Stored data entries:
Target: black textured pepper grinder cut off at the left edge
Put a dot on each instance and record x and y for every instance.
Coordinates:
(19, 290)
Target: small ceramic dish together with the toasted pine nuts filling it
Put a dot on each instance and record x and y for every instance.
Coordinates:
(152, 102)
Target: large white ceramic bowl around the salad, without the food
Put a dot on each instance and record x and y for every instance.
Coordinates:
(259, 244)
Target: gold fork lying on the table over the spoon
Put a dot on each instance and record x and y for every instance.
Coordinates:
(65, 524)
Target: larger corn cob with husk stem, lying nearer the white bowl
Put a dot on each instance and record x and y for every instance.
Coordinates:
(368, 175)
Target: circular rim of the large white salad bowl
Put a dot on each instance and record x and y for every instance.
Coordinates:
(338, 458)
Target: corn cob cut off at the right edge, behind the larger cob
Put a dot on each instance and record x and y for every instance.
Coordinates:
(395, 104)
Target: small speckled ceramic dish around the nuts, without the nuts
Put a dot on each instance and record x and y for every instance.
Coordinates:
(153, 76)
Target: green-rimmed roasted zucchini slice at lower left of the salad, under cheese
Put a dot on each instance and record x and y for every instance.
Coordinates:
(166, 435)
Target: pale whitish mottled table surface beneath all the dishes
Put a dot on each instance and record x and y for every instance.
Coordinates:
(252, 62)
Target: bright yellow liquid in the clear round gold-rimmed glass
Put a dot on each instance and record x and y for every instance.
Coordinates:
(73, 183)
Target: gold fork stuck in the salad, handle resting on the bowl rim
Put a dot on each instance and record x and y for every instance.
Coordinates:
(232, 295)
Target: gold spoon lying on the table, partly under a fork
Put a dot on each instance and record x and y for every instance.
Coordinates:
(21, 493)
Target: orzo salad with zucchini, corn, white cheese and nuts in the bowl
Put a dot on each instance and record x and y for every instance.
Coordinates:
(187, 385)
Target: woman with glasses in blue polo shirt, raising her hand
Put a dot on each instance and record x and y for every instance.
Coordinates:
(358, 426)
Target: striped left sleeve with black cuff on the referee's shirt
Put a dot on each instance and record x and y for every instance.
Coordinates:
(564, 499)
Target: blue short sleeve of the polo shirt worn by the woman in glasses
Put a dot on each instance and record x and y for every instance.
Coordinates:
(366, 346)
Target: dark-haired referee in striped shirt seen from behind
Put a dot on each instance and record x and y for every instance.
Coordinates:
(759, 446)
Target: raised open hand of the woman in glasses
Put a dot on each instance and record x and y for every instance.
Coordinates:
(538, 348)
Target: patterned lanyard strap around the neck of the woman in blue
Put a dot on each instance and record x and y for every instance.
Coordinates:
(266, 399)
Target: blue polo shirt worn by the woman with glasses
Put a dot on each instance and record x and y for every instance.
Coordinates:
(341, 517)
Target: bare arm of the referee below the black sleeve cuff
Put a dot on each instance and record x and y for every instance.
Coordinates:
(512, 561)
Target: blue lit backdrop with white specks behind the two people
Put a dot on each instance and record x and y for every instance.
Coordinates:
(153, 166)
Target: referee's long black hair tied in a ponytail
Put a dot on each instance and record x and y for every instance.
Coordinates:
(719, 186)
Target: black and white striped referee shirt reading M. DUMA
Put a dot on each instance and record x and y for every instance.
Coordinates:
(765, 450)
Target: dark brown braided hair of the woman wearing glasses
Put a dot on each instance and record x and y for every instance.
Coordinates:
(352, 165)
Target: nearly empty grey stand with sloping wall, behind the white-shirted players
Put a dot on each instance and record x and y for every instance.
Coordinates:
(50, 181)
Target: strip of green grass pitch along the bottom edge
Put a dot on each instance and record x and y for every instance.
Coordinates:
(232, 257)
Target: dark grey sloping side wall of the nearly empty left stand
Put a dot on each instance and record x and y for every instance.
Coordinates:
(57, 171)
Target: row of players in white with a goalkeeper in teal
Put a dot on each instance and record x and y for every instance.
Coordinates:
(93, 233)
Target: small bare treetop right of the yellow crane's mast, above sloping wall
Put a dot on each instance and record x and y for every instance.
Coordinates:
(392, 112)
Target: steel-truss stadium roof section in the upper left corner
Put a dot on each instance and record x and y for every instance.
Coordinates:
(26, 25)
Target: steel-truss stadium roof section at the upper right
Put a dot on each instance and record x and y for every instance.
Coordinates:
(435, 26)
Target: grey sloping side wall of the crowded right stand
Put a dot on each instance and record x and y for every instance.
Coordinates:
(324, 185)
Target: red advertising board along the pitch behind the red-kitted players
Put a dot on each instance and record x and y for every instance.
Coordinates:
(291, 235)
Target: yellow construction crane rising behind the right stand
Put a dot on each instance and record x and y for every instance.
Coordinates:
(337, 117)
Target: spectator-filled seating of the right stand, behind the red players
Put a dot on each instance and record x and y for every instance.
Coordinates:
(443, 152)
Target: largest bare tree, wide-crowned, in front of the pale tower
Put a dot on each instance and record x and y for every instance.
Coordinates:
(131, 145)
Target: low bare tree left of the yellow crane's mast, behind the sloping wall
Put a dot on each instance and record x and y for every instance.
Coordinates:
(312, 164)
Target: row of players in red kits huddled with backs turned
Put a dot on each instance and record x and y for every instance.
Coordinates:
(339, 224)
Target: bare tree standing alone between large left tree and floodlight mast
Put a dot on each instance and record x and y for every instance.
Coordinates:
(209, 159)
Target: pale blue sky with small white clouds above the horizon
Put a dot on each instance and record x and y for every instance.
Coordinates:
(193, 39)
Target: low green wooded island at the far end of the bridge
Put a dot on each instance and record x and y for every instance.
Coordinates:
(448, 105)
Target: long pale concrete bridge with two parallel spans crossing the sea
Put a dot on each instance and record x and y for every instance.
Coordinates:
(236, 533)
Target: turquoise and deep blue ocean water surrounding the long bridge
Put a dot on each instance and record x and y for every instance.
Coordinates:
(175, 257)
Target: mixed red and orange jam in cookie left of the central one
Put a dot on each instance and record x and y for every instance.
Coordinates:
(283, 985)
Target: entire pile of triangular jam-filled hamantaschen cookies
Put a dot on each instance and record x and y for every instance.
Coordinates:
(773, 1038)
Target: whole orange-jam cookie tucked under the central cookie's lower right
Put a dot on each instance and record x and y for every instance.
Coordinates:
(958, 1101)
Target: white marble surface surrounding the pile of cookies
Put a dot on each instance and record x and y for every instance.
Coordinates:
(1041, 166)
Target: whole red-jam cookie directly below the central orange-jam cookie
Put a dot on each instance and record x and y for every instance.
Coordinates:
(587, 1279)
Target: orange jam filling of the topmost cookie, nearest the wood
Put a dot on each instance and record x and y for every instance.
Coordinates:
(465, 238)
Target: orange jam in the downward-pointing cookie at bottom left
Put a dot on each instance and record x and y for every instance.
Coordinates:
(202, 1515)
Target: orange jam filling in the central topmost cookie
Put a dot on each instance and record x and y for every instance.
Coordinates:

Work item - A single number is expected: the count of lines in the entries that carry the string "worn".

Exercise result - 2